◆ Stored data
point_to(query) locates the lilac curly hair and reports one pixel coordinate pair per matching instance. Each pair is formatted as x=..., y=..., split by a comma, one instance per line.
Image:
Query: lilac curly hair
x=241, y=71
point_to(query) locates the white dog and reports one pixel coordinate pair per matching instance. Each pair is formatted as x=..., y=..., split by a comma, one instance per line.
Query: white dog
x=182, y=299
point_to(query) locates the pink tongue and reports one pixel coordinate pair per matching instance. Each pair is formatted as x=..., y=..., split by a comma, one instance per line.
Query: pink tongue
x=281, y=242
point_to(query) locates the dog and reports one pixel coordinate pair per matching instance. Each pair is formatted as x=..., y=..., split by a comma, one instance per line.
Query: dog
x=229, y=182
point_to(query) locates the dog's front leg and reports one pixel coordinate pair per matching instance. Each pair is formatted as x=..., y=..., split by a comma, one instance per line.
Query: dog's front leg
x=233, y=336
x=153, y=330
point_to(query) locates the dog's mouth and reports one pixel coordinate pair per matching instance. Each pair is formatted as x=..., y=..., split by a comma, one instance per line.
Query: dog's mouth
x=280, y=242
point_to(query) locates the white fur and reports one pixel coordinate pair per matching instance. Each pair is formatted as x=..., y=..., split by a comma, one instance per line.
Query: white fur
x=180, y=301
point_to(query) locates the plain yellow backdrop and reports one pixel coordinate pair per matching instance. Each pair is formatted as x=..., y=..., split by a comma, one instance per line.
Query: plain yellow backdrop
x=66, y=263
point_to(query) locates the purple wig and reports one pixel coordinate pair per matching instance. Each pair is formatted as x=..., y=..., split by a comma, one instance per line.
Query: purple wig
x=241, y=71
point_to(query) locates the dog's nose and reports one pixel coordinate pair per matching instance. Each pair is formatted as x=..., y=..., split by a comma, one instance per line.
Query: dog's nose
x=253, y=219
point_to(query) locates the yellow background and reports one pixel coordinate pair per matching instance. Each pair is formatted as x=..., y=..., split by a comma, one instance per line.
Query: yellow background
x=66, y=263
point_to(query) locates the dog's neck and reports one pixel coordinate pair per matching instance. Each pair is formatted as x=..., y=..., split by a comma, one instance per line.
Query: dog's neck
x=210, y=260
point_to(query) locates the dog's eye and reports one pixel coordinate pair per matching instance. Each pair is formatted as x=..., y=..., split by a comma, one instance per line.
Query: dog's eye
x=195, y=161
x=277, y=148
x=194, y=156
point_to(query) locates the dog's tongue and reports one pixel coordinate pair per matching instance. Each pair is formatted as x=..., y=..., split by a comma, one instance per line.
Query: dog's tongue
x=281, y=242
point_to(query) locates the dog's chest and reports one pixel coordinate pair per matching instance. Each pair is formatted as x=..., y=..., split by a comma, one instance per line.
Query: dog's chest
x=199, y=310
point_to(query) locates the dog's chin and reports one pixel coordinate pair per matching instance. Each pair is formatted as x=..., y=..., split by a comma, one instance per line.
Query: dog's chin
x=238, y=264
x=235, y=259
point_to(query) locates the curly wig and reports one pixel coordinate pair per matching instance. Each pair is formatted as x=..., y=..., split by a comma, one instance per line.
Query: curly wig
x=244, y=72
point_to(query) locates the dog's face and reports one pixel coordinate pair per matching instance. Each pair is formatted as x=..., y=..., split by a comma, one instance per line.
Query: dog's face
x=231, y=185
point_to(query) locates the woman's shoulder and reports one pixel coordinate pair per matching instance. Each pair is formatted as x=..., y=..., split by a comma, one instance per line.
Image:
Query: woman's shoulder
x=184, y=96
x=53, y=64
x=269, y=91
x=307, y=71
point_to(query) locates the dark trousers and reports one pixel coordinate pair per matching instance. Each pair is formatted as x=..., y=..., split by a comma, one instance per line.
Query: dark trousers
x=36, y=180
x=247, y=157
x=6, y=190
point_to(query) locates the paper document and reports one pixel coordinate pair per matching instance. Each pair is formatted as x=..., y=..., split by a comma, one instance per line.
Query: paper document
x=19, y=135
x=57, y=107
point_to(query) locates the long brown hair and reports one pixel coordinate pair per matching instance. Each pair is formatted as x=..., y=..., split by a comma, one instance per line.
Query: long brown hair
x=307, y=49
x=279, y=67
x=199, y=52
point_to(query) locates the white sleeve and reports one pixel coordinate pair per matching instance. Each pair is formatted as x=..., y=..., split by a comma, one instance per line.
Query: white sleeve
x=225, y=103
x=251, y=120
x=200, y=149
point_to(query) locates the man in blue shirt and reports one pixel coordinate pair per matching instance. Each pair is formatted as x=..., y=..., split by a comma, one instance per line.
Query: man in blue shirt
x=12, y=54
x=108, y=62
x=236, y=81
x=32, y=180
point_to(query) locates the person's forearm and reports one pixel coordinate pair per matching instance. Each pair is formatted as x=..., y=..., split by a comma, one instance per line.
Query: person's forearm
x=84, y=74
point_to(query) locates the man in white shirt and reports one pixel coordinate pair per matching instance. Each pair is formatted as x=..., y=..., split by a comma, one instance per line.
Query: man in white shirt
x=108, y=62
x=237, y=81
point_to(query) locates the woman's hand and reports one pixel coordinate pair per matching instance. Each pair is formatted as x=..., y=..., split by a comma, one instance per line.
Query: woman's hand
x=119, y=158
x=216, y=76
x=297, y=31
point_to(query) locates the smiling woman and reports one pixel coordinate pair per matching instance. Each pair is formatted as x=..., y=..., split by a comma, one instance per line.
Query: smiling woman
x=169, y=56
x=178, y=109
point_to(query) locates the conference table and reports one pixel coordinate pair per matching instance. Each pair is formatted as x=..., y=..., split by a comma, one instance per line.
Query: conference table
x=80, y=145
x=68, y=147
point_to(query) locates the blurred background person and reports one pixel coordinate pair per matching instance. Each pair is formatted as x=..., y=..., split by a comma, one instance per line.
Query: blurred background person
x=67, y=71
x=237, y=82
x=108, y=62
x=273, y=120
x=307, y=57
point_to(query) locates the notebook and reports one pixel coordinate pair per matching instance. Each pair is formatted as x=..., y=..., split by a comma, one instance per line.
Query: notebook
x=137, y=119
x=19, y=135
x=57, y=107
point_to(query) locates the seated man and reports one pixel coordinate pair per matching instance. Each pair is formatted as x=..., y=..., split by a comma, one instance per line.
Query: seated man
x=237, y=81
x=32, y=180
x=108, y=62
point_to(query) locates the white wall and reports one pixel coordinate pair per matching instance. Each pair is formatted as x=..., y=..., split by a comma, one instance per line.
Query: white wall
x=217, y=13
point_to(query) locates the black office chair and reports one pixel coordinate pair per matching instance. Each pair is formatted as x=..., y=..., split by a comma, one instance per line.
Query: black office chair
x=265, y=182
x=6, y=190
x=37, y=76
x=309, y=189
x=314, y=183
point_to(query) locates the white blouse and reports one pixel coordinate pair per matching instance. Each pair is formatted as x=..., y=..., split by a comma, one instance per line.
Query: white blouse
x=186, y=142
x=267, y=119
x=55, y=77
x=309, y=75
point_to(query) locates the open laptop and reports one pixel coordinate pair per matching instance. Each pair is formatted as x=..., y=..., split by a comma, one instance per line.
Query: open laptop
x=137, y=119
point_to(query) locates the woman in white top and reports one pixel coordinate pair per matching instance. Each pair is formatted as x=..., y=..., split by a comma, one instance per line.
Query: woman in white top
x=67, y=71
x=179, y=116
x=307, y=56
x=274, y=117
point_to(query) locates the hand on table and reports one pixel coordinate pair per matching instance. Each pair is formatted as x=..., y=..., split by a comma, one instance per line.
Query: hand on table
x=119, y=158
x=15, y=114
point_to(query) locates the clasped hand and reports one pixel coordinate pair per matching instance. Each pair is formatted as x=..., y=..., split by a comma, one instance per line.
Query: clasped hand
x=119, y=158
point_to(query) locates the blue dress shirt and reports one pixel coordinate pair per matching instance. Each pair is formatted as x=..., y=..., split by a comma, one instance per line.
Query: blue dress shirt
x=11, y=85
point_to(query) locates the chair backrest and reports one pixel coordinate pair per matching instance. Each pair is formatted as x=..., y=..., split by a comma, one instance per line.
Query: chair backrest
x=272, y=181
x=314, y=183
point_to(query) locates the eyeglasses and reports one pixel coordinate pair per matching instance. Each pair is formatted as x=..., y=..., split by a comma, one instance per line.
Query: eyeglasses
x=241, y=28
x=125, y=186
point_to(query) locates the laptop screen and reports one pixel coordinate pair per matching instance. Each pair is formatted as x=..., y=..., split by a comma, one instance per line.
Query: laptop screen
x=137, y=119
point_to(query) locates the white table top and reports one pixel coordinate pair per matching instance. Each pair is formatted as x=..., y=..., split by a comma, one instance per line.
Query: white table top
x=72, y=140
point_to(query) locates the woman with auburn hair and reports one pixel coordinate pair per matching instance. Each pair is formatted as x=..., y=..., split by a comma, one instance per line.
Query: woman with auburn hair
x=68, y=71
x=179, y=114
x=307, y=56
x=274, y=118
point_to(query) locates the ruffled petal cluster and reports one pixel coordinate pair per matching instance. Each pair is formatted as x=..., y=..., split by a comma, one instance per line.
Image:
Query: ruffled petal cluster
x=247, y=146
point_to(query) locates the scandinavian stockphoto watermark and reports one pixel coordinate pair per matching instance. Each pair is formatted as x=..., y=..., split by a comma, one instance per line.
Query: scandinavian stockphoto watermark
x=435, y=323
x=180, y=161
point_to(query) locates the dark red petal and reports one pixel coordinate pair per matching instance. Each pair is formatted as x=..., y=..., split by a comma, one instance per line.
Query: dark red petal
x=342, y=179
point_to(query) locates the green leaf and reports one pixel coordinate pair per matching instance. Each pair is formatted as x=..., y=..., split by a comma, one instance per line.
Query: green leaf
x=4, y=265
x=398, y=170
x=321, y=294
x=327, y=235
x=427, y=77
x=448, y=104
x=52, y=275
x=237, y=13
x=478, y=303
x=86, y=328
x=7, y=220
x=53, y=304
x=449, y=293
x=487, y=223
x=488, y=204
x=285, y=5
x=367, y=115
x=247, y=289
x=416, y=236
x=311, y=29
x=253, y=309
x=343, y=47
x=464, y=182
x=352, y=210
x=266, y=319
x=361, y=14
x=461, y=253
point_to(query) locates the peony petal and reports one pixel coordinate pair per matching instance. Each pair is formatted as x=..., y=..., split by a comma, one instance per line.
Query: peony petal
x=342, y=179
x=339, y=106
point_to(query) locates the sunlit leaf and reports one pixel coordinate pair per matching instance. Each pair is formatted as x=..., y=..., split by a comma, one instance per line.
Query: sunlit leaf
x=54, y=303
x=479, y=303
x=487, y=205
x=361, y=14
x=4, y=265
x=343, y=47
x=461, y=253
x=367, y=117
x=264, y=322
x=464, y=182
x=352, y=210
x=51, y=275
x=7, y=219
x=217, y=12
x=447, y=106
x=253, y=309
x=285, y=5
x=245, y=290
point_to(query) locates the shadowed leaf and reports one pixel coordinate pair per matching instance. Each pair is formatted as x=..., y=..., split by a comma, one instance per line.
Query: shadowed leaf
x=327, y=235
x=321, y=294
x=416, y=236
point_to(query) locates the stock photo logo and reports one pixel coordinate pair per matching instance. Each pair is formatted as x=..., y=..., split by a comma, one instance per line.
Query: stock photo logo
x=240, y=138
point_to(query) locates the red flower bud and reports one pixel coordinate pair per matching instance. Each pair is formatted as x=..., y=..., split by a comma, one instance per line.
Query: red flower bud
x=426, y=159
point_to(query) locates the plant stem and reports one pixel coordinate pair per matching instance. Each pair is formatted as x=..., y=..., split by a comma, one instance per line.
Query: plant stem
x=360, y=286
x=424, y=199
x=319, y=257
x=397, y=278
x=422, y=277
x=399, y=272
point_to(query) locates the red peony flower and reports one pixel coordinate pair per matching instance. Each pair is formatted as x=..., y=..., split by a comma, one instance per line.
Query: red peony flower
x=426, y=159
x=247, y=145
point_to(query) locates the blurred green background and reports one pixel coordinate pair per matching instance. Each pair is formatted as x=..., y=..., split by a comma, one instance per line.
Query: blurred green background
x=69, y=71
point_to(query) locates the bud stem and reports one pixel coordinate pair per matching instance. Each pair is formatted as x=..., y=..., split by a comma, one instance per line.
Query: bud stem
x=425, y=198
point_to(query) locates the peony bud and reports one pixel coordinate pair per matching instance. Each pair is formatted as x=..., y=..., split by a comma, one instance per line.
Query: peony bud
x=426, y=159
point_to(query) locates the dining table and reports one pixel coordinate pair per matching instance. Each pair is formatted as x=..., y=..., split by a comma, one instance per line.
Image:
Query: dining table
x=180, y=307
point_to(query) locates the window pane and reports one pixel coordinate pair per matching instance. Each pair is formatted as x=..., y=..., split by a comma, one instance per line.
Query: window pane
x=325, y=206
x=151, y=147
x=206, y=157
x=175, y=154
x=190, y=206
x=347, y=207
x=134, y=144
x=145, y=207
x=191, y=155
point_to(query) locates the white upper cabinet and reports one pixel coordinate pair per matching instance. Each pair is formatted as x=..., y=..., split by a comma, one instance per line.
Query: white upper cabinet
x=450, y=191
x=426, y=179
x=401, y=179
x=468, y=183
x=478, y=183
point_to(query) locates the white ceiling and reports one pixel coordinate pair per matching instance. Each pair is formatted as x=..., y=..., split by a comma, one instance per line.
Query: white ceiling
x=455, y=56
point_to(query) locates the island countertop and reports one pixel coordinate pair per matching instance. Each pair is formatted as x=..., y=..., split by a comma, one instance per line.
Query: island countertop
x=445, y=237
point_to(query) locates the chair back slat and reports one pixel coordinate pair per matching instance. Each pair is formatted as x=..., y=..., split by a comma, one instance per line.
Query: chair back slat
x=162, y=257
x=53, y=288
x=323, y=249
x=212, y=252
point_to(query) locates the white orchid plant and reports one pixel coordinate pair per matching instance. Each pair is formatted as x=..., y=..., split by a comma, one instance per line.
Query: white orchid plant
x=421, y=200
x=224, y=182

◆ Exercise objective
Copy out the lines starting at the one containing "point_to(query) locates the island" and ending with the last line of the entries. Include nothing else.

◆ Solution
point_to(query) locates the island countertop and reports one pixel coordinate pair per matching instance. Each pair is formatted as x=..., y=..., split by a comma, one instance per line.
Query: island countertop
x=445, y=237
point_to(query) locates the chair back slat and reports one pixel coordinate pair per matching instance. Each pair is formatted as x=..., y=..., split by a comma, one instance per line.
Query: chair back slat
x=162, y=257
x=53, y=288
x=323, y=249
x=212, y=252
point_to(query) locates the white orchid plant and reports one pixel coordinate pair per matching instance. Each pair is formatted as x=..., y=..., split by a comma, one instance per line.
Query: white orchid plant
x=421, y=200
x=224, y=182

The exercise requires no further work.